## RECORDS FOR THE EXERCISE
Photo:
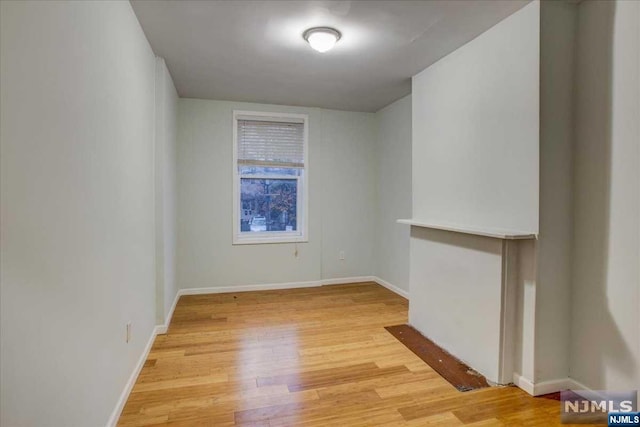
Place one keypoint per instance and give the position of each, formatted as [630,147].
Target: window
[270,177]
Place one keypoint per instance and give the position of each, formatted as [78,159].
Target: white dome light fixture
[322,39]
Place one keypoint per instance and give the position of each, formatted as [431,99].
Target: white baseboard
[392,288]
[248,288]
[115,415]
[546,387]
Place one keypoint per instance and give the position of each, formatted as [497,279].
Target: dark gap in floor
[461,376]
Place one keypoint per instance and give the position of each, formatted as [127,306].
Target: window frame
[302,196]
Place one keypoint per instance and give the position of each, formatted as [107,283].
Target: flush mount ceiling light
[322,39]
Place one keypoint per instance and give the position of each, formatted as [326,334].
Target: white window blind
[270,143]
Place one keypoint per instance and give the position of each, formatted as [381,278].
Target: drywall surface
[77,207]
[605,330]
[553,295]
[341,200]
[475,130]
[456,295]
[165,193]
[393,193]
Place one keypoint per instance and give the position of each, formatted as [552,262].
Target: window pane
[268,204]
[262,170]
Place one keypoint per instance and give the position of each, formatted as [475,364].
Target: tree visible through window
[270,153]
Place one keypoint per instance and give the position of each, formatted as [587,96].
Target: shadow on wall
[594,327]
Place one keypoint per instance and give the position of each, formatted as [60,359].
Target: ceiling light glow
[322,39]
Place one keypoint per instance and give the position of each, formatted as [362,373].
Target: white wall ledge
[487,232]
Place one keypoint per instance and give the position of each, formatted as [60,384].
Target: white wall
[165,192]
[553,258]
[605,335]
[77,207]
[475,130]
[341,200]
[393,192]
---
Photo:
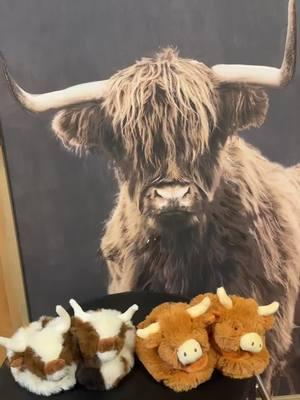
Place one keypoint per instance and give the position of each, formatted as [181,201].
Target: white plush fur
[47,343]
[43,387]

## ASSIGNMENT
What you return should be exactly the lines above, starting at the one with "Target: white dome light fixture" and ending at the one with "formatted as [127,306].", and nothing else.

## RESPONSE TO THE EXERCISE
Target: white dome light fixture
[322,39]
Place one keypoint per instance and give the position of each, formatted as [431,99].
Target: white baseboard
[392,288]
[248,288]
[115,415]
[546,387]
Place one keypoint per instance and give the position of each, formatted as [497,279].
Target: dark gap in floor
[461,376]
Place one keypoint per instance and give the position of each, formatted as [127,306].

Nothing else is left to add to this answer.